- REQUIRED WORK -
Transcribe word for word the lines spanning the line with "Report the position of every instance of the black boot" through the end of the records.

- AVAILABLE RECORDS -
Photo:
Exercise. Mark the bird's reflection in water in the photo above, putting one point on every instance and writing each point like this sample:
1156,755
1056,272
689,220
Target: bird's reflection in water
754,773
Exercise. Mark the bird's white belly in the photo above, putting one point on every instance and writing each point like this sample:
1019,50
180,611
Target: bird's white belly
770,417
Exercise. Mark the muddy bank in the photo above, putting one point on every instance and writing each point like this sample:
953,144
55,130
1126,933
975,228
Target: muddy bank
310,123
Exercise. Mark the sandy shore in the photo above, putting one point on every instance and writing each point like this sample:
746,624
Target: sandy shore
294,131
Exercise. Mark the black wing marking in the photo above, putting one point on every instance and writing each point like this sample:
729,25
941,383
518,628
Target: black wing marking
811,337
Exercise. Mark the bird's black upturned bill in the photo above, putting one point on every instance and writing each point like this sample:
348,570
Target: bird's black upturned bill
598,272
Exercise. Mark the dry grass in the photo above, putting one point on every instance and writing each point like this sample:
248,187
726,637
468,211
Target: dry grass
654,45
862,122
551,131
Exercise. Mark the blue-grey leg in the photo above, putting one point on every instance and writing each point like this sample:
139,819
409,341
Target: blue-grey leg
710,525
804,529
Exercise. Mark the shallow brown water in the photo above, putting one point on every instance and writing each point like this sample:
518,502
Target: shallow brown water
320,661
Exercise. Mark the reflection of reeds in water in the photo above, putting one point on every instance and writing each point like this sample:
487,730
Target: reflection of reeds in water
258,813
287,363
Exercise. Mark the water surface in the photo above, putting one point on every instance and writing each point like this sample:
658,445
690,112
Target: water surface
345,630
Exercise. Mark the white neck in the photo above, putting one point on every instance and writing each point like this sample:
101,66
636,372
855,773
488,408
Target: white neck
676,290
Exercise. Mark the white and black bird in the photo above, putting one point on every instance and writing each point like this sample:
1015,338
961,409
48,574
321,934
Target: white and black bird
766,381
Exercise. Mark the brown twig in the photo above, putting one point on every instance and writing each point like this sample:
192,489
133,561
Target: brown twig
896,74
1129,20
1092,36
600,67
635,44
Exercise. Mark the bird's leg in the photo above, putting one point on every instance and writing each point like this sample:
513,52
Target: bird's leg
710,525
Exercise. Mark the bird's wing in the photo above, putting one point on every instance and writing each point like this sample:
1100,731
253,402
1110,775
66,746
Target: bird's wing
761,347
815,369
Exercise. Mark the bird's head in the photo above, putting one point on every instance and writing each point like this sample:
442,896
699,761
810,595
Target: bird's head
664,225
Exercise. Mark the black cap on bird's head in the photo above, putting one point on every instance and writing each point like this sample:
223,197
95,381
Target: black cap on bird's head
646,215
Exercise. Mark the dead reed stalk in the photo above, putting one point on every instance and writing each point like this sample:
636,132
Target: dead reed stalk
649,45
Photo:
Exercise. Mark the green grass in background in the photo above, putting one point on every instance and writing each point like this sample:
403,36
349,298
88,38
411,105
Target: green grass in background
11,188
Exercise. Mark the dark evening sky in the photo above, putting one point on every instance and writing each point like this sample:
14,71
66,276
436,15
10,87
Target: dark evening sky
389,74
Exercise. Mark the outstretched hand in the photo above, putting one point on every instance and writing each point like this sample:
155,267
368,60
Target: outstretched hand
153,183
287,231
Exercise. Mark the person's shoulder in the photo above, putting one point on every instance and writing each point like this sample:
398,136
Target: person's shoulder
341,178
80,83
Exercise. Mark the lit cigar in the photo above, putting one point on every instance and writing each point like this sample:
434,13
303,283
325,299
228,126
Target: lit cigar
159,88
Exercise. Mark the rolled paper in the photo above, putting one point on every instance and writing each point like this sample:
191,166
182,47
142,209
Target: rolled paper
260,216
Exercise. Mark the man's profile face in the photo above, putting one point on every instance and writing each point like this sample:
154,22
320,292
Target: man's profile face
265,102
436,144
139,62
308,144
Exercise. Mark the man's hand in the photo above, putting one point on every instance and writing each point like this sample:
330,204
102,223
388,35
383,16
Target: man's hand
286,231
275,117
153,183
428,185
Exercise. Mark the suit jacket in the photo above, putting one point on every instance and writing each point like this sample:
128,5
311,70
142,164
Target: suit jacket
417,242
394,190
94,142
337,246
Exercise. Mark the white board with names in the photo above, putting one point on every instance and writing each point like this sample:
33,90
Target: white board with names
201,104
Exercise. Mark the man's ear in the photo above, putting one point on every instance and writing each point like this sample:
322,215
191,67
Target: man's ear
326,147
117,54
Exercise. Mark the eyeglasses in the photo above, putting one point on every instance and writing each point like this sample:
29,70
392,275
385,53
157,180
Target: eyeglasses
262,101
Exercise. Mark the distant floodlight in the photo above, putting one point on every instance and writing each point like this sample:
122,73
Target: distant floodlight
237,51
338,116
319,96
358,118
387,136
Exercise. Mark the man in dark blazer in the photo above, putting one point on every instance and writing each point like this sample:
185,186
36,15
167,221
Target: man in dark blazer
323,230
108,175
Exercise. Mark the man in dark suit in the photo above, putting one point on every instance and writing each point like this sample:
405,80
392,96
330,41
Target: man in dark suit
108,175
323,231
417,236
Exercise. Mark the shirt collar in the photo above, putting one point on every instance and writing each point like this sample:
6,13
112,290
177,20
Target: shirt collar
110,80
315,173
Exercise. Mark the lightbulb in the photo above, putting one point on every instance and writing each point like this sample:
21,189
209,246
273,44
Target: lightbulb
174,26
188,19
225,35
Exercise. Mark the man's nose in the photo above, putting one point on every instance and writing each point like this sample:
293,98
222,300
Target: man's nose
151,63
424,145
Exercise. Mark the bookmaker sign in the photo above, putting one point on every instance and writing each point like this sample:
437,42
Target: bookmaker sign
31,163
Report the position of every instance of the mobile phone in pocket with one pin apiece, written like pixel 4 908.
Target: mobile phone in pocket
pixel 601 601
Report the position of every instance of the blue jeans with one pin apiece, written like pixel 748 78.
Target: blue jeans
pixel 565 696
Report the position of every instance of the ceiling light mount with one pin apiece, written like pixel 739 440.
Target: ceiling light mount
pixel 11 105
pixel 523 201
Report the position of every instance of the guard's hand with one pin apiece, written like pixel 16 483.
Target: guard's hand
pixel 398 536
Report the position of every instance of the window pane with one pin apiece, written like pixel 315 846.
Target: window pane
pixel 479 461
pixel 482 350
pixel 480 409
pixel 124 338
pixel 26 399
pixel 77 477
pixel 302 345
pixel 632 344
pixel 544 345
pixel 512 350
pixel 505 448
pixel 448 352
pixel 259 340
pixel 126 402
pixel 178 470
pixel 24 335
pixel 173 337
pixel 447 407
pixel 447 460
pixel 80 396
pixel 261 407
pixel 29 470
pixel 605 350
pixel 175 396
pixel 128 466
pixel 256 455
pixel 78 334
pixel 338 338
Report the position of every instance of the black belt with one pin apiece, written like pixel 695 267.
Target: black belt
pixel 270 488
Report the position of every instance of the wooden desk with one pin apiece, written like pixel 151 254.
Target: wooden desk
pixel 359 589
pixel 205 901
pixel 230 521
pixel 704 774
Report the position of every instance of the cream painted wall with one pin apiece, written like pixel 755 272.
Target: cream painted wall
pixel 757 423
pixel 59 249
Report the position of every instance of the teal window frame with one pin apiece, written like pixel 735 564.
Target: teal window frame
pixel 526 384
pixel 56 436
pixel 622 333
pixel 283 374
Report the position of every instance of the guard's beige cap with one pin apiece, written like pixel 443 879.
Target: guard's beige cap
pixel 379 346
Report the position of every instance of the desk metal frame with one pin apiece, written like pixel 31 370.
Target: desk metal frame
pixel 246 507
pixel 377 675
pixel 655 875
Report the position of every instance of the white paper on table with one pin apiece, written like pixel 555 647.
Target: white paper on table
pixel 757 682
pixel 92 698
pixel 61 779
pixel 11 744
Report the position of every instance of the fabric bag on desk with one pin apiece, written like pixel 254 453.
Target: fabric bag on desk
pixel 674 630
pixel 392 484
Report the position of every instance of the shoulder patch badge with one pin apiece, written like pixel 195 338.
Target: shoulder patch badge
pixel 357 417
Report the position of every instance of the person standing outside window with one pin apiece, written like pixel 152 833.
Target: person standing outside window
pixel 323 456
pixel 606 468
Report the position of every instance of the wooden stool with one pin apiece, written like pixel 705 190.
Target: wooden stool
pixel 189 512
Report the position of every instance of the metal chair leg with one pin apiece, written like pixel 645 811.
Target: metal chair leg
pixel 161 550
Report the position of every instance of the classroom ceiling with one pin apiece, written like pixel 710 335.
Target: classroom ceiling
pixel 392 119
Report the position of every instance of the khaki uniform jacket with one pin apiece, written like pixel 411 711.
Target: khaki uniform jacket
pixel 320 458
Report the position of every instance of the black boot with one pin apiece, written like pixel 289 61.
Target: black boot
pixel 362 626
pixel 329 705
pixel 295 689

- REPLY TO THE EXERCISE -
Report the position of every instance of the black boot with one pin apiece, written like pixel 289 61.
Target: black boot
pixel 362 626
pixel 329 705
pixel 295 689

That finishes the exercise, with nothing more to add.